◆ **SET TASK**:
Rewrite the material below as a numbered list with one item per line, omitting any blank lines. Exclude the pictures from your output.

-- START OF INPUT RECORDS --

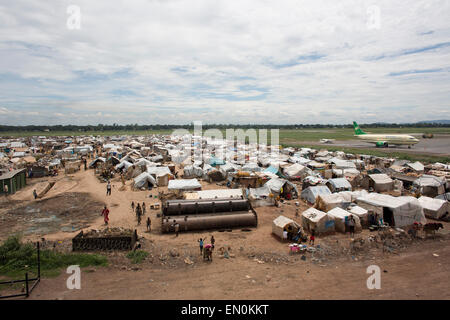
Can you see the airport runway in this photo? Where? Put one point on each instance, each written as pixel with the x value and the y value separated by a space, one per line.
pixel 439 145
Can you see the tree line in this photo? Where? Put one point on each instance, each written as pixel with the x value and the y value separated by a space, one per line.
pixel 161 127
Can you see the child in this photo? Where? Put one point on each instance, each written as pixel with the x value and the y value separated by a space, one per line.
pixel 149 224
pixel 312 237
pixel 201 245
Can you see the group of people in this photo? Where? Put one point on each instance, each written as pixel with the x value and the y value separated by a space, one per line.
pixel 140 211
pixel 299 236
pixel 202 244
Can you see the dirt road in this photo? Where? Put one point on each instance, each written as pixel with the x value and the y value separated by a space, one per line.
pixel 416 274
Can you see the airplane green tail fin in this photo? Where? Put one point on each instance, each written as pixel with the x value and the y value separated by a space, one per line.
pixel 358 130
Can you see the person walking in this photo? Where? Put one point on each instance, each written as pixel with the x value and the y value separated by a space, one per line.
pixel 177 229
pixel 212 241
pixel 200 241
pixel 105 214
pixel 312 237
pixel 149 224
pixel 108 189
pixel 138 214
pixel 351 225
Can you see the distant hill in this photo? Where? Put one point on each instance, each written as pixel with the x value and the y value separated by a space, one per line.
pixel 436 121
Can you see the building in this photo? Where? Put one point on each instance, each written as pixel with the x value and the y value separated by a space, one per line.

-- END OF INPUT RECORDS --

◆ **OUTPUT OF THE EXERCISE**:
1. Can you see the airport runway in this photo? Where? Put one point on each instance, each written as pixel with the x value and the y value separated by a space, one per line.
2. pixel 439 145
3. Can you see the tree line in this photo? Where? Put one point on each instance, each written as pixel with the x value and the y value separated by a space, one per line.
4. pixel 161 127
5. Can you see the child in this photo? Where? Put one point on each instance, each written as pixel with the x value and the y value separated by a space, one per line.
6. pixel 149 224
7. pixel 312 237
8. pixel 201 245
9. Can you see the group of people in this photo? Where? Put one point on each instance, each written as pixel with the x value and the y value separated by a space, one per line.
10. pixel 140 211
11. pixel 299 236
12. pixel 202 244
13. Can you see the dirt road in this photo? Where? Put one point on each instance, each written as pixel with the x value and the y value separated by a space, one per line.
14. pixel 416 274
15. Can you see the airplane green tail fin in this photo? Where? Put one point on each instance, each written as pixel with the x value and the y value separated by a space, one per line.
16. pixel 358 130
17. Can you see the person walking in this photo? Where? Put one point on each instance, each written as pixel with the x value and the y value separated by a space, one per line.
18. pixel 177 229
19. pixel 212 241
20. pixel 200 241
21. pixel 105 214
22. pixel 312 237
23. pixel 149 224
24. pixel 108 189
25. pixel 138 214
26. pixel 351 225
27. Can you see the distant hill in this photo? Where? Put one point on each instance, each written as pixel with the x value and the y value separated by a space, one per line.
28. pixel 436 121
29. Can you see the building in this photo? Where? Put one point on each instance, each written as pixel with the x value and the y value separated by a space, one per line.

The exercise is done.